Sunday, September 11, 2011

Go Figure..

Button up your overcoat,
When the wind is free,
Oh, take good care of yourself,
Eat an apple every day,
Get to bed by three,
 Oh, take good care of yourself,
 You belong to me!
 Be careful crossing streets, ooh-ooh,
Cut out sweets, ooh-ooh,
Lay off meat, ooh-ooh,
You'll get a pain and ruin your tum-tum!
 Wear your flannel underwear,
When you climb a tree,
 Oh, take good care of yourself,
You belong to me!

Okay, some of you may remember this song from your childhood. Most of you won't, just like most skating parents (particularly Skating Moms) don't remember to take care themselves.
 If you follow me on Twitter @PCFclub, you know I've been on Weight Watchers since April 8 of this year. Since then, I am proud to say I have lost 34 pounds. Did I gain it all at once? No. Did I realize what was happening to me? I'd like to say no, but I'd be lying.
So what happened?

While I wasn't looking, life happened. Work happened. Stress happened. Age happened. Too many excuses happened and 10 years happened, too. I can't blame skating; I blame myself. But this is a reminder to parents just starting out in this sport that it CAN happen to you.

It seems innocent enough. You go to the rink and  you bring lunch for your skater, or you bring something from home. You're sitting watching. Your skater takes a bite or two. Your grandmother's voice rings inside your head:

You innocently munch on what's left. You go to competition. It's expensive. You take a "To Go" box from dinner but there isn't any place to store it. Midnight snack. You let  your gym membership expire because you're too busy or it simply costs too much. You can't leave a session because you may miss a first completed Axel, loop, lutz or Salchow. You get a hot chocolate from the machine because it's cold in the rink, even if it's 80 degrees outside. You're bundled in warm clothes most of the time - sweaters, parkas; everything is loose-fitting. It is your security blanket; it is your cocoon. The problem is you don't emerge a butterfly; you emerge a butterball.

I can say this. I've been there. Next week, I celebrate my 63rd birthday. I'm old enough to know better. Unfortunately, I wasn't wise enough until recently.

**PROBLEMS**
1. Name every figure skating jump mentioned in the blog post about skating parents.
2. Continue the blog post about skating parents and their own health, picking up after its final sentence.
The records that come next have no connection to the blog post about skating parents.

**RAW DATA**
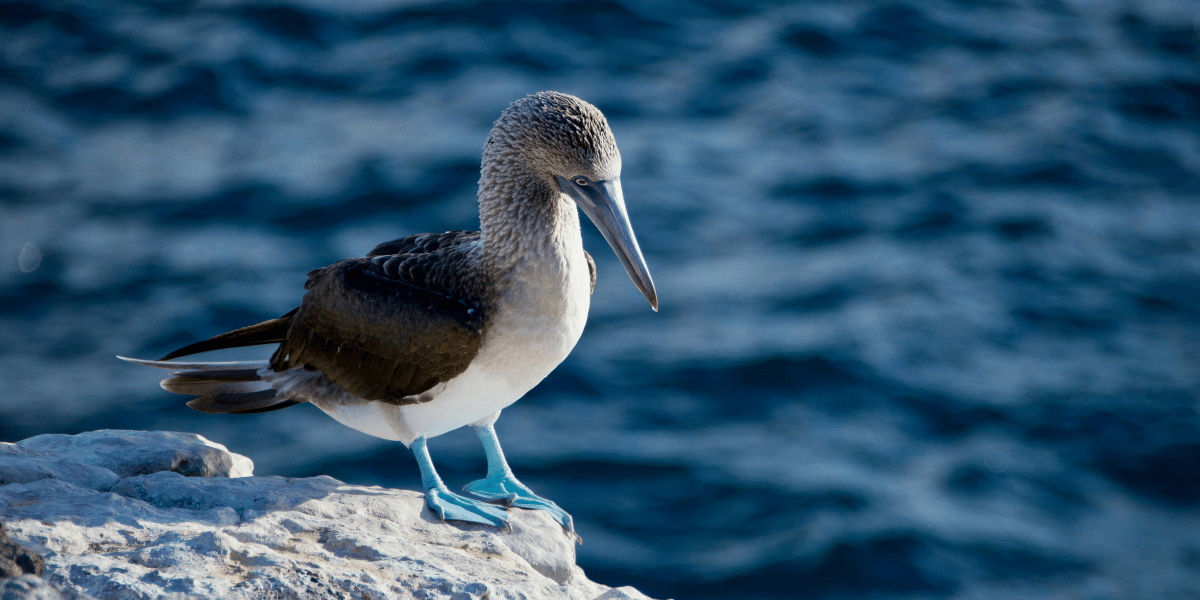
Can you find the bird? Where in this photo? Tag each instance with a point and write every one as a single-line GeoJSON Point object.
{"type": "Point", "coordinates": [432, 333]}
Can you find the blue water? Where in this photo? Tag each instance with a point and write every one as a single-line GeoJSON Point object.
{"type": "Point", "coordinates": [929, 271]}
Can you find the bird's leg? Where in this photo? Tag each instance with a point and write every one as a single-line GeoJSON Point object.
{"type": "Point", "coordinates": [448, 504]}
{"type": "Point", "coordinates": [502, 485]}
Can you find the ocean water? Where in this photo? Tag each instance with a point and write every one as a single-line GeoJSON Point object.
{"type": "Point", "coordinates": [929, 271]}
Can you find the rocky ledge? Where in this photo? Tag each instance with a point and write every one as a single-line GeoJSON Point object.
{"type": "Point", "coordinates": [150, 515]}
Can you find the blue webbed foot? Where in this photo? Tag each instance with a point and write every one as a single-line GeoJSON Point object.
{"type": "Point", "coordinates": [451, 507]}
{"type": "Point", "coordinates": [515, 493]}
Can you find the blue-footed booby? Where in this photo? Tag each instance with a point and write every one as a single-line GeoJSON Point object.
{"type": "Point", "coordinates": [435, 331]}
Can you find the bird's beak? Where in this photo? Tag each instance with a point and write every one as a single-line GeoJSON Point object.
{"type": "Point", "coordinates": [605, 205]}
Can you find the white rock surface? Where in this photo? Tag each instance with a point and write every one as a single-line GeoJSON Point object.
{"type": "Point", "coordinates": [115, 517]}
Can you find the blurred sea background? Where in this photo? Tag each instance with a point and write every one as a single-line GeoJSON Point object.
{"type": "Point", "coordinates": [929, 271]}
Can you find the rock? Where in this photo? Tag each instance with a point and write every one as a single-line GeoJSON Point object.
{"type": "Point", "coordinates": [17, 559]}
{"type": "Point", "coordinates": [141, 453]}
{"type": "Point", "coordinates": [151, 532]}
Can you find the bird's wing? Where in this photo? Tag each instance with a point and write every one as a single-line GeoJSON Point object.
{"type": "Point", "coordinates": [391, 325]}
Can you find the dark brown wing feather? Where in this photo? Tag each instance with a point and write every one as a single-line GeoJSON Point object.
{"type": "Point", "coordinates": [391, 325]}
{"type": "Point", "coordinates": [269, 331]}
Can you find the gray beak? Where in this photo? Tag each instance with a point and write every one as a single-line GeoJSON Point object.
{"type": "Point", "coordinates": [605, 205]}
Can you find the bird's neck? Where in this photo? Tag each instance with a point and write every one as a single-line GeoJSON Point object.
{"type": "Point", "coordinates": [526, 222]}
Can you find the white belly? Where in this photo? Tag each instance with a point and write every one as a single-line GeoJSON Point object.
{"type": "Point", "coordinates": [526, 341]}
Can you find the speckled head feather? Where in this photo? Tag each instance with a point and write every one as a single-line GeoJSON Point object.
{"type": "Point", "coordinates": [553, 133]}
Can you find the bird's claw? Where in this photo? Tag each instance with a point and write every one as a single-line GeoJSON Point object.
{"type": "Point", "coordinates": [515, 493]}
{"type": "Point", "coordinates": [451, 507]}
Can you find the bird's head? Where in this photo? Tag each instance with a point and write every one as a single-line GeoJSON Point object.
{"type": "Point", "coordinates": [568, 144]}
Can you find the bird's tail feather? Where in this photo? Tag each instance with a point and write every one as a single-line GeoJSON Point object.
{"type": "Point", "coordinates": [222, 387]}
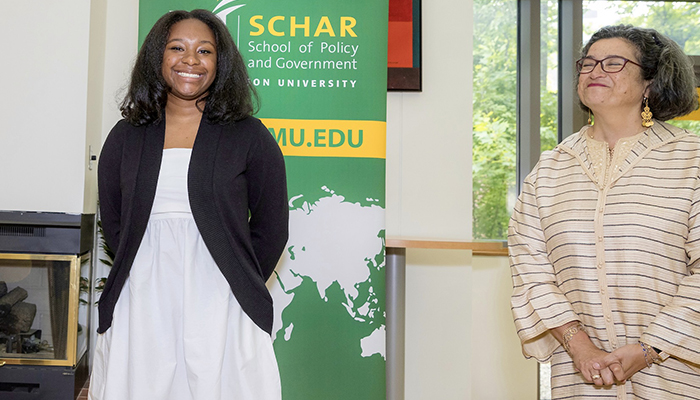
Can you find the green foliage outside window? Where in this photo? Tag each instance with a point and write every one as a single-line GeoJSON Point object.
{"type": "Point", "coordinates": [495, 88]}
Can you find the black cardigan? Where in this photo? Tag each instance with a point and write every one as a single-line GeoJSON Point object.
{"type": "Point", "coordinates": [238, 195]}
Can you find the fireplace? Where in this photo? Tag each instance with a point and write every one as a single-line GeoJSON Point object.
{"type": "Point", "coordinates": [45, 304]}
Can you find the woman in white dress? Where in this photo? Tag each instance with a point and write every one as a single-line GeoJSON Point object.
{"type": "Point", "coordinates": [193, 203]}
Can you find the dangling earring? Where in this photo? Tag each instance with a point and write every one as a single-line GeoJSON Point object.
{"type": "Point", "coordinates": [646, 114]}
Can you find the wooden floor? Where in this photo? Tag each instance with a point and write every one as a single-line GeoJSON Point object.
{"type": "Point", "coordinates": [83, 392]}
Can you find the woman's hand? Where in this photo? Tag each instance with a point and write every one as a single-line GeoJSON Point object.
{"type": "Point", "coordinates": [625, 361]}
{"type": "Point", "coordinates": [588, 359]}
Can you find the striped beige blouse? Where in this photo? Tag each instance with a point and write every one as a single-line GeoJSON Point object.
{"type": "Point", "coordinates": [618, 248]}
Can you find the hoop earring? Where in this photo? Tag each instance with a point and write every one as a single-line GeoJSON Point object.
{"type": "Point", "coordinates": [646, 114]}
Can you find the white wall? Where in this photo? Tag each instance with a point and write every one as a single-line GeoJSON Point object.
{"type": "Point", "coordinates": [460, 338]}
{"type": "Point", "coordinates": [43, 106]}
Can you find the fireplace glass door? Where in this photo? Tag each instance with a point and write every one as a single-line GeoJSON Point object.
{"type": "Point", "coordinates": [44, 304]}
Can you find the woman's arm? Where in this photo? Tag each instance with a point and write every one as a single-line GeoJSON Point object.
{"type": "Point", "coordinates": [267, 201]}
{"type": "Point", "coordinates": [109, 185]}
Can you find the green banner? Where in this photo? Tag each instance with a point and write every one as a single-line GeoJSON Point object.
{"type": "Point", "coordinates": [320, 70]}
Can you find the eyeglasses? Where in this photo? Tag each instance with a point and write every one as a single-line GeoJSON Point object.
{"type": "Point", "coordinates": [611, 64]}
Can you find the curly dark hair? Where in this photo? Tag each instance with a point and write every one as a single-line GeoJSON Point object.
{"type": "Point", "coordinates": [231, 96]}
{"type": "Point", "coordinates": [672, 91]}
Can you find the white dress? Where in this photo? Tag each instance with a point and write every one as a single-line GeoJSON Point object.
{"type": "Point", "coordinates": [178, 332]}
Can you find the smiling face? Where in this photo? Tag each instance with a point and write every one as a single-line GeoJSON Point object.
{"type": "Point", "coordinates": [189, 60]}
{"type": "Point", "coordinates": [620, 91]}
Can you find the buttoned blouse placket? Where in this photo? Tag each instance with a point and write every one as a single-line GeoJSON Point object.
{"type": "Point", "coordinates": [607, 169]}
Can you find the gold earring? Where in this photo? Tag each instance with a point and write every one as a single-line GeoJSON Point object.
{"type": "Point", "coordinates": [646, 114]}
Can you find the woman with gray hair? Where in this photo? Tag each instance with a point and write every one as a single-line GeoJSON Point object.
{"type": "Point", "coordinates": [604, 241]}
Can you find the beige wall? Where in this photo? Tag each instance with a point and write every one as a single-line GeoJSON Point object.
{"type": "Point", "coordinates": [460, 338]}
{"type": "Point", "coordinates": [43, 107]}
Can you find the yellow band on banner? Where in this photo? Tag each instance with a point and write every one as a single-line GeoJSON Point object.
{"type": "Point", "coordinates": [329, 138]}
{"type": "Point", "coordinates": [694, 116]}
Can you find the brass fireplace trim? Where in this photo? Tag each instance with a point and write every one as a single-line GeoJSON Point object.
{"type": "Point", "coordinates": [73, 306]}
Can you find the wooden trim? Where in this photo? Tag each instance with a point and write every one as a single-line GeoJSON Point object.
{"type": "Point", "coordinates": [477, 248]}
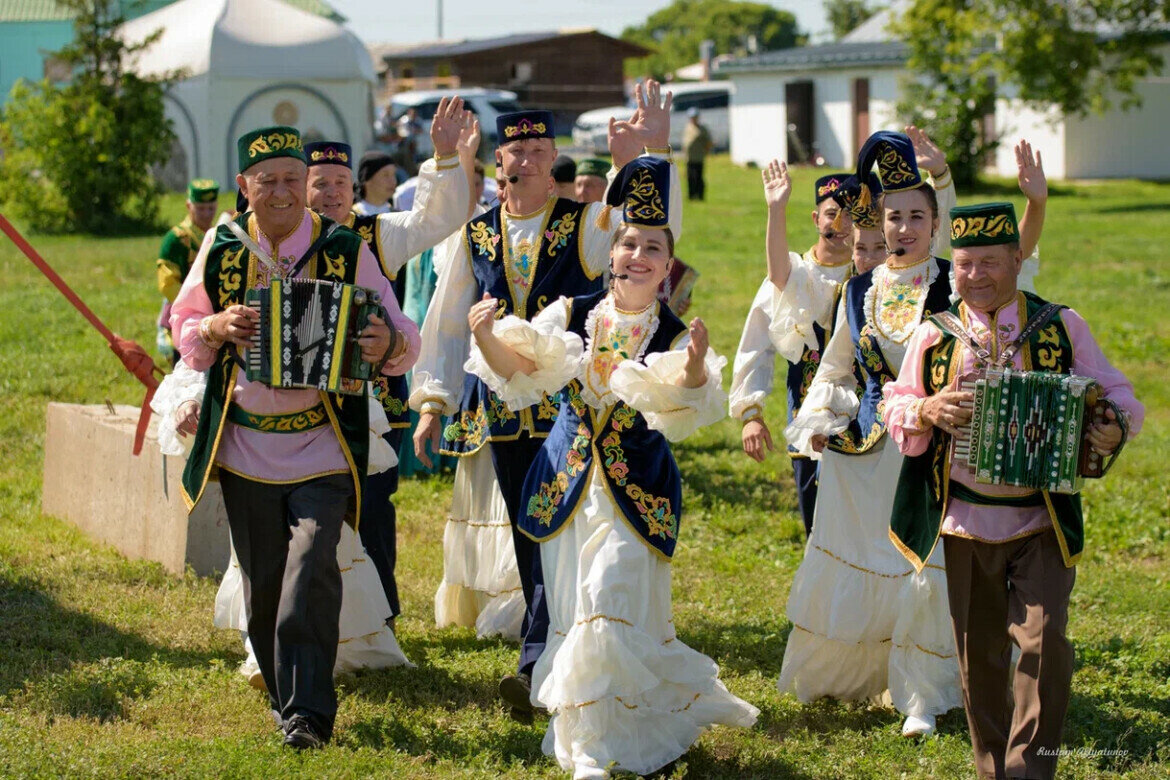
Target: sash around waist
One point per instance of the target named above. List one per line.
(289, 422)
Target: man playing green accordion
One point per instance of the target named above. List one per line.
(1011, 552)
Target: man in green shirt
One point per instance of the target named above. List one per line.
(696, 143)
(180, 244)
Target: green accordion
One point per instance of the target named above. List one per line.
(1027, 429)
(308, 336)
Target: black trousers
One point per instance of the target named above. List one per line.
(805, 470)
(378, 529)
(511, 461)
(286, 538)
(696, 188)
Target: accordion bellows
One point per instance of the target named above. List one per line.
(1027, 429)
(308, 336)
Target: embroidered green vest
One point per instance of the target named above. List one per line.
(229, 273)
(920, 502)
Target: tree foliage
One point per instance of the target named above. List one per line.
(77, 157)
(674, 33)
(1082, 56)
(846, 15)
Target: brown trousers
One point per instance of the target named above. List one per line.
(1002, 593)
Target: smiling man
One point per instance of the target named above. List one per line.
(291, 462)
(1010, 552)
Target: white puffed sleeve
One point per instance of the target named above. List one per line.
(832, 399)
(806, 298)
(755, 360)
(183, 385)
(653, 390)
(544, 340)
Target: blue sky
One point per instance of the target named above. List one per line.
(406, 21)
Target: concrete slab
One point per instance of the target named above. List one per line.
(132, 503)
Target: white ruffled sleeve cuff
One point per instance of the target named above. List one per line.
(556, 352)
(185, 384)
(826, 411)
(793, 310)
(668, 407)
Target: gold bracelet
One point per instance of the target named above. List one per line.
(205, 333)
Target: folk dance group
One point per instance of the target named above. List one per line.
(548, 364)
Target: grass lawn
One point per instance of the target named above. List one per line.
(111, 668)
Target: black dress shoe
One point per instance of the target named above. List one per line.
(517, 691)
(301, 736)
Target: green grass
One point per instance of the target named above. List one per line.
(111, 668)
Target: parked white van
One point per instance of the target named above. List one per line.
(711, 99)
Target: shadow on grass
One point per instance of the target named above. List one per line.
(713, 470)
(67, 662)
(757, 647)
(1117, 715)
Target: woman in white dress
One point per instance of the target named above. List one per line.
(604, 499)
(864, 622)
(365, 639)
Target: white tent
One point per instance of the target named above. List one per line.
(248, 63)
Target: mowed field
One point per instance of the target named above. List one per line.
(111, 668)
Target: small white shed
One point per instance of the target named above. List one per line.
(249, 63)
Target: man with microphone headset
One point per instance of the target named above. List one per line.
(525, 254)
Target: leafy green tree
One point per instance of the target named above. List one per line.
(77, 157)
(1078, 56)
(674, 33)
(845, 15)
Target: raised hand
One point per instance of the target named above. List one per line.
(926, 152)
(777, 184)
(648, 128)
(482, 317)
(1033, 184)
(757, 440)
(694, 373)
(447, 124)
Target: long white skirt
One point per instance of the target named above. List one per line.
(862, 621)
(365, 640)
(480, 581)
(623, 690)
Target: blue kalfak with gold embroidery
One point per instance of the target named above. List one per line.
(635, 461)
(558, 271)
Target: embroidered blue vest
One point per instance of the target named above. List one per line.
(559, 271)
(867, 428)
(392, 391)
(635, 461)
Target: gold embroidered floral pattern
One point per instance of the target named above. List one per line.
(486, 240)
(644, 202)
(231, 276)
(544, 502)
(559, 232)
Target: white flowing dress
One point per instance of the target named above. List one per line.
(365, 640)
(862, 620)
(623, 690)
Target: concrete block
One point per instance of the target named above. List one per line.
(132, 503)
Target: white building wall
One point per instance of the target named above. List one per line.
(1122, 144)
(758, 117)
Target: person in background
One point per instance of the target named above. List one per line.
(564, 172)
(180, 244)
(696, 144)
(591, 180)
(377, 181)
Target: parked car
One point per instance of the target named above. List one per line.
(710, 98)
(486, 103)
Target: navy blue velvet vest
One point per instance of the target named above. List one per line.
(635, 461)
(559, 271)
(392, 391)
(868, 428)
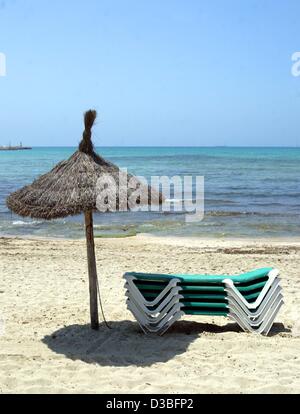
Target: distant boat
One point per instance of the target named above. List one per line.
(14, 147)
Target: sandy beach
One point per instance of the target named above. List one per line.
(46, 345)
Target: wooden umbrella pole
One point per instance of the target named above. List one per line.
(89, 231)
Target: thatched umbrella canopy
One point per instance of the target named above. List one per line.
(70, 188)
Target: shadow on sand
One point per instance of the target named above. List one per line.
(126, 345)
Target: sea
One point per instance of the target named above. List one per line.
(249, 192)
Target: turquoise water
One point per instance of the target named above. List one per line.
(249, 192)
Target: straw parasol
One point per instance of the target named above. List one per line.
(70, 188)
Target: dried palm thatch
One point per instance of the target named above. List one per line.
(70, 188)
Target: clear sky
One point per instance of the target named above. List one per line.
(159, 72)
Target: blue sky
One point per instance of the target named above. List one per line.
(159, 72)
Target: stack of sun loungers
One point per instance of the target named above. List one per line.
(251, 299)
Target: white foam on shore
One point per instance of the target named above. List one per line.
(25, 223)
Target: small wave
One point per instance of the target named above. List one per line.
(25, 223)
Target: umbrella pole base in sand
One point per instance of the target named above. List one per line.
(89, 231)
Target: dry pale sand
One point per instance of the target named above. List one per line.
(47, 345)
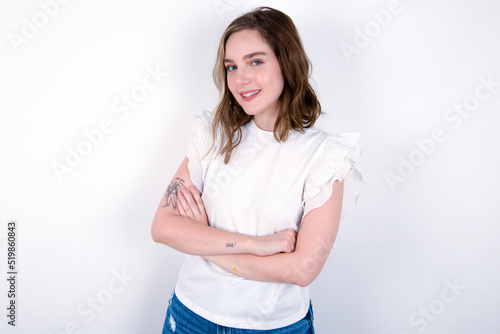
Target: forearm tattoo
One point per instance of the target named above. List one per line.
(171, 197)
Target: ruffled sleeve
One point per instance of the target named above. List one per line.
(335, 160)
(199, 147)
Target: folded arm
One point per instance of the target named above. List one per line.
(314, 243)
(191, 234)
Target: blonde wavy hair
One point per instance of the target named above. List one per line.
(299, 105)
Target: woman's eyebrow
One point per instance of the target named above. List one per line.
(248, 56)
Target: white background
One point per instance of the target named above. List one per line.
(394, 255)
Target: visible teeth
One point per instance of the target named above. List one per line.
(250, 94)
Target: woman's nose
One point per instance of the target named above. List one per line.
(243, 76)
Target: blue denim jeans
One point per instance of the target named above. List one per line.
(181, 320)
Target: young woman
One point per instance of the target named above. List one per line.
(256, 203)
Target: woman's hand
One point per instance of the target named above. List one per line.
(280, 242)
(191, 205)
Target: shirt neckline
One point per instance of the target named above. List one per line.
(259, 131)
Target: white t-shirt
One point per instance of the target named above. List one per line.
(266, 187)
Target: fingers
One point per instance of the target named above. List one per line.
(199, 202)
(192, 204)
(184, 207)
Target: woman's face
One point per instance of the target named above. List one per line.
(254, 75)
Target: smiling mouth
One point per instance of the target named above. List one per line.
(251, 93)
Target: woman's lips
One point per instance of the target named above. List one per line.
(249, 95)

**THE RESULTS**
1. Axel, loop, lutz, Salchow

2.
For skating parents, particularly moms, weight gain is insidious. Sure, there are the moms who jog around the rink during practice while keeping a watchful eye on their prodigy. There are the moms who go to the gym with their skaters and act as coach and trainer rolled into one. There are the moms who run mile after mile every day in between sessions. Then there are the moms who fool themselves into thinking they are taking good care of their skater and their family while letting go of themselves. Yep, that was me. 

It wasn't until I ballooned up to a size 14 and started having health problems that I took a good look in the mirror and said, "Get a grip! Do something NOW or you're not going to be able to take care of anyone." Yes, my epiphany was that sudden. Yes, it was that serious. It was an awakening that was 10 years in the making. Now, I stand back and wonder why it happened in the first place and what took me so long to realize that  taking care of everyone else meant being "Self-less," not selfless. I lost myself. It's been 16 weeks to find me again. Not a long time on the calendar, but a lot lost along the way. At least it isn't gone for good.

For those of you reading this and saying, "I know better than that. My kid's an athlete. I know how to take care of myself," all I have to say is good luck with that. Some of you will succeed. Kudos to you. The reality is most of you won't. But from my side of the scale right now, I can tell you watch out.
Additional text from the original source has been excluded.